▸ **Fragmento de texto**:
--

Podría decirse que, para algunos, las credenciales de Sergio Massa como político avezado y experto en lograr consensos son ideales para hacer posible ese cambio, evitando una catástrofe final. La presencia de 700 referentes más el aparente apoyo de todo el frente que integra, sería un buen punto de partida para alinear en sentido positivo los incentivos de la Argentina productiva. Ello requiere una visión de estadista, alejada del cortoplacismo que impone el posicionamiento para la próxima elección, junto con la convicción de estar conduciendo un país con potencialidad, que podría “ponerse de pie” tan pronto se dieran las señales necesarias para trabajar y producir. Por el contrario, si prevaleciera una visión oportunista, con sus consabidos parches, remiendos, saldos y retazos, quizás podría mejorarse en algo la situación, pero sin eliminar ni la inflación, ni la pobreza, ni los males estructurales que nos aquejan desde hace años. Si el objetivo del cambio ministerial ha sido evitar una crisis cambiaria para asegurar la estabilidad de la coalición peronista y sobrevivir hasta 2023, sin forzar a la vicepresidenta a asumir una responsabilidad directa, estaremos ante una nueva y peligrosa frustración.

--

▸ **Por hacer**:
1: Responde estas preguntas sobre el fragmento acerca de Sergio Massa:
(a) ¿Cuántos referentes se mencionan como parte de un buen punto de partida?
(b) ¿Hasta qué año se habla de sobrevivir en la última oración?
(c) ¿Qué tres cosas no se eliminarían si prevaleciera una visión oportunista?
2: Prolonga el fragmento sobre Sergio Massa a partir de su última oración, con el mismo tono.

[Elementos de un conjunto de datos]
--

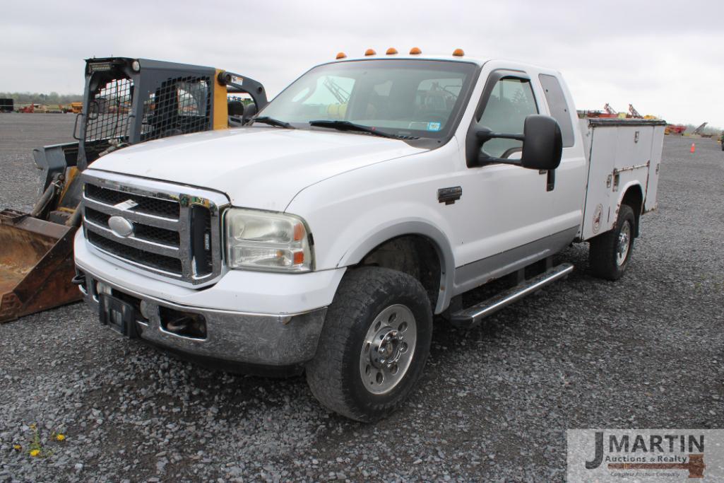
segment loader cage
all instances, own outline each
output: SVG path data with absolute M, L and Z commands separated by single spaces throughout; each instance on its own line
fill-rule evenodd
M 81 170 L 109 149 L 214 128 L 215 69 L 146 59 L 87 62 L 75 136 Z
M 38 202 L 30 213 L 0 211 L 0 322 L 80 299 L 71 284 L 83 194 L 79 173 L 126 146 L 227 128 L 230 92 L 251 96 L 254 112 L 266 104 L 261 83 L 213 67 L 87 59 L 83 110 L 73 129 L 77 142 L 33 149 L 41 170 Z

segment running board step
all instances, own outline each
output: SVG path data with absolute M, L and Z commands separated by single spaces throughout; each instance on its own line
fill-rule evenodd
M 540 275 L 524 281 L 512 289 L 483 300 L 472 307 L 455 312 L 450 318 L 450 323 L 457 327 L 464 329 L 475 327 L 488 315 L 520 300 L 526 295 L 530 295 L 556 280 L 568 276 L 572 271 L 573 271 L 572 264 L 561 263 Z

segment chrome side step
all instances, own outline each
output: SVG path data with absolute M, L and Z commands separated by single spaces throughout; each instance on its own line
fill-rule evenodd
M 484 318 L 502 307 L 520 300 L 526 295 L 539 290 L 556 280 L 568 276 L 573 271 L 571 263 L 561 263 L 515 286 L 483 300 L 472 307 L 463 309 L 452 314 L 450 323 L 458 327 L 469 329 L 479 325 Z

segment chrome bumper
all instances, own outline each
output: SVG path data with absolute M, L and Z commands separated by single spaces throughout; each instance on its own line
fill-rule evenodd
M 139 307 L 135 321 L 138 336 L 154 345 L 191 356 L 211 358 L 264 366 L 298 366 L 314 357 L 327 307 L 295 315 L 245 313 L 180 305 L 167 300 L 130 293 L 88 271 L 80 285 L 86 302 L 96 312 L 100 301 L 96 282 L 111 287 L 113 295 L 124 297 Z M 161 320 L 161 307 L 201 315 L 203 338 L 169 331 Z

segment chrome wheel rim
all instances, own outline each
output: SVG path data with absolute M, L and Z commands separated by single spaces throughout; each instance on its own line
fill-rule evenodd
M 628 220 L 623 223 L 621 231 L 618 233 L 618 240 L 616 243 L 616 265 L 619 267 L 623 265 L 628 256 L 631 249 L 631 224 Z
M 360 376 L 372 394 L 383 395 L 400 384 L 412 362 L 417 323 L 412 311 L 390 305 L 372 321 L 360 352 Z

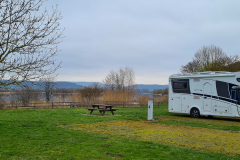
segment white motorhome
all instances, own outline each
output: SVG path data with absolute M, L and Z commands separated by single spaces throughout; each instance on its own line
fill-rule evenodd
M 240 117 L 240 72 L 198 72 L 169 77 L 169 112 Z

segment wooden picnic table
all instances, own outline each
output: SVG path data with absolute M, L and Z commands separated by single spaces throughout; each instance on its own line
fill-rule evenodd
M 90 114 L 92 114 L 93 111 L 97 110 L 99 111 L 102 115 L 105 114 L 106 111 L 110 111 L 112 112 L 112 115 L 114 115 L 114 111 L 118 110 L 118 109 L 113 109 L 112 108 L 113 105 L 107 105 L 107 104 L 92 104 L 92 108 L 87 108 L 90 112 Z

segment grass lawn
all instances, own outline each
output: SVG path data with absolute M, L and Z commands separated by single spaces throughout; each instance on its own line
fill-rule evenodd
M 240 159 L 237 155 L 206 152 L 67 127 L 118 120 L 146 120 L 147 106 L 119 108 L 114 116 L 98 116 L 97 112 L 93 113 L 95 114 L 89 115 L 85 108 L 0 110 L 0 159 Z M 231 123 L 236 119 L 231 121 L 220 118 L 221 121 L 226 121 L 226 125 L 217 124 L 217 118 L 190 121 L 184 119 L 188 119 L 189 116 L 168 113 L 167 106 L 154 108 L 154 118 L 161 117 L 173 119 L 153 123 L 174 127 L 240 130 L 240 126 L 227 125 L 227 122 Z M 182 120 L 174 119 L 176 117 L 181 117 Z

--

▸ **Respuestas por tarea**:
1:
(a) 700 referentes.
(b) Hasta 2023.
(c) La inflación, la pobreza y los males estructurales que aquejan al país desde hace años.

2:
El nuevo ministro debe resolver la cuadratura del círculo sin utilizar la única herramienta con la que podría lograrlo: la confianza. La falta de dólares se debe a la brecha cambiaria y esta, a la inflación derivada de la descontrolada emisión de pesos. Para emitir menos se necesita reducir el déficit fiscal. En ese sentido, la promesa de cumplir con las metas del FMI es una señal halagüeña, pero, como cada gasto tiene un beneficiario, obligará a enfrentarse con reclamos de los afectados. Es el límite político de los anuncios técnicos.
Cuando se adopta un programa económico integral, con reformas estructurales, la confianza revierte la actitud del público respecto de la moneda y el cambio de expectativas hace aumentar la demanda de pesos. Es decir, se reduce la inflación, la gente se desprende de sus dólares, ingresan capitales y aumentan los depósitos en moneda local. Es el círculo virtuoso de la confianza que permitiría devaluar “con la gente adentro” como dice el eslogan del Frente para la Victoria.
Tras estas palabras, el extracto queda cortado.